- **Your instructions**: Your response needs to be the data below, retyped exactly.
Start of Given entries
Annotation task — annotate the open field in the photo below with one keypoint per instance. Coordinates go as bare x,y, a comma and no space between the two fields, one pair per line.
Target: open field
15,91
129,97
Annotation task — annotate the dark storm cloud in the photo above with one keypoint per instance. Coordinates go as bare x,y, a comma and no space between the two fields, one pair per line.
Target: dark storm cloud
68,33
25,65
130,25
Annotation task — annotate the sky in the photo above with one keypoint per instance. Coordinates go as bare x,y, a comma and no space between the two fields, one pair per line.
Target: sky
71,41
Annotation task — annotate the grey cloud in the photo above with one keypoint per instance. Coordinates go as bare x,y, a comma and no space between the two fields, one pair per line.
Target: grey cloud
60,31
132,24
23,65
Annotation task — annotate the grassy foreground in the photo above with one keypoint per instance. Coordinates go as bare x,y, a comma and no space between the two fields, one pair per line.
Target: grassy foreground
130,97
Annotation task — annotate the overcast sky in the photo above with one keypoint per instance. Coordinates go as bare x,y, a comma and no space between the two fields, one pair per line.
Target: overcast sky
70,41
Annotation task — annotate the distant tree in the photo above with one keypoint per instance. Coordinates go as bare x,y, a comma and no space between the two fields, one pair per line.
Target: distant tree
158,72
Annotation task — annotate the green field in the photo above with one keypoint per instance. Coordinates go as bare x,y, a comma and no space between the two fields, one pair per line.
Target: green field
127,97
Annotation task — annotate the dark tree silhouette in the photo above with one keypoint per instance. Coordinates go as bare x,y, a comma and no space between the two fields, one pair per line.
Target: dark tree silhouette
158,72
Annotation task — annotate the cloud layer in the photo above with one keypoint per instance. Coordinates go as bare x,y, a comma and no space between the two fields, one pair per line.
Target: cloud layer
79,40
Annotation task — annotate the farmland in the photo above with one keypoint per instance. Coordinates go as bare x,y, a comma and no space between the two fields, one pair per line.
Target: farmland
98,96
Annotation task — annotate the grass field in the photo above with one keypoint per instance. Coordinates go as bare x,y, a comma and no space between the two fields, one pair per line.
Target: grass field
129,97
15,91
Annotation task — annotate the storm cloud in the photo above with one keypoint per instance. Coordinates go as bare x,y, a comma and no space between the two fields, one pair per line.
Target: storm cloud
End of Given entries
- **Solution to this exercise**:
Annotation task — annotate the open field in the photo below with one keypoint per instance. Coordinates go as bare x,y, a comma and no space between the two fields, one pair per line.
Target: open field
15,91
129,97
Annotation task — annotate the dark storm cloud in the photo above with one keypoint per instance. Coordinates go as bare x,y, a comma and no space between the two fields, one pair per line.
Target: dark storm cloud
68,33
25,65
130,25
Annotation task — annotate the sky in the photo above with one keypoint per instance. Coordinates go as bare x,y, a comma and no space between the two fields, one pair per line.
Target: sky
71,41
Annotation task — annotate the grey cloud in the photo above with one keypoint per instance. Coordinates go as bare x,y, a comma and no space between the two fields, one pair per line.
Target: grey cloud
60,31
132,24
23,65
Annotation task — annotate the grassy foreground in the photo above with one keypoint per instance. Coordinates go as bare x,y, a comma and no space between the two fields, one pair per line.
Target: grassy foreground
130,97
Annotation task — annotate the overcast sky in the photo above with one keypoint per instance. Coordinates go as bare x,y, a comma and no space between the two fields, one pair per line.
Target: overcast sky
70,41
Annotation task — annotate the distant tree in the photo above with one keypoint per instance. Coordinates go as bare x,y, a comma and no space between the two fields, one pair per line.
Target: distant tree
158,72
Annotation task — annotate the green field in the photo above with one keypoint per instance. Coordinates go as bare x,y, a comma and no space between the two fields, one pair per line.
Target: green field
127,97
Annotation task — annotate the dark tree silhouette in the photo above with one keypoint per instance. Coordinates go as bare x,y, a comma and no space between the two fields, one pair per line.
Target: dark tree silhouette
158,72
Annotation task — annotate the cloud layer in the photo above with one keypoint per instance. Coordinates go as bare x,y, a comma and no space between the two fields, one pair per line.
Target: cloud layer
79,40
Annotation task — annotate the farmland in the photo above with one keypoint per instance. Coordinates go as bare x,y, a comma and no space between the two fields, one pair per line.
Target: farmland
98,96
Annotation task — annotate the grass field in the photo above with one keypoint per instance. Coordinates go as bare x,y, a comma and no space between the two fields, one pair per line.
Target: grass field
129,97
15,91
Annotation task — annotate the storm cloud in the photo above with one keypoint per instance. Coordinates go as bare x,y, a comma and no space between the two fields, one pair per line.
Target: storm cloud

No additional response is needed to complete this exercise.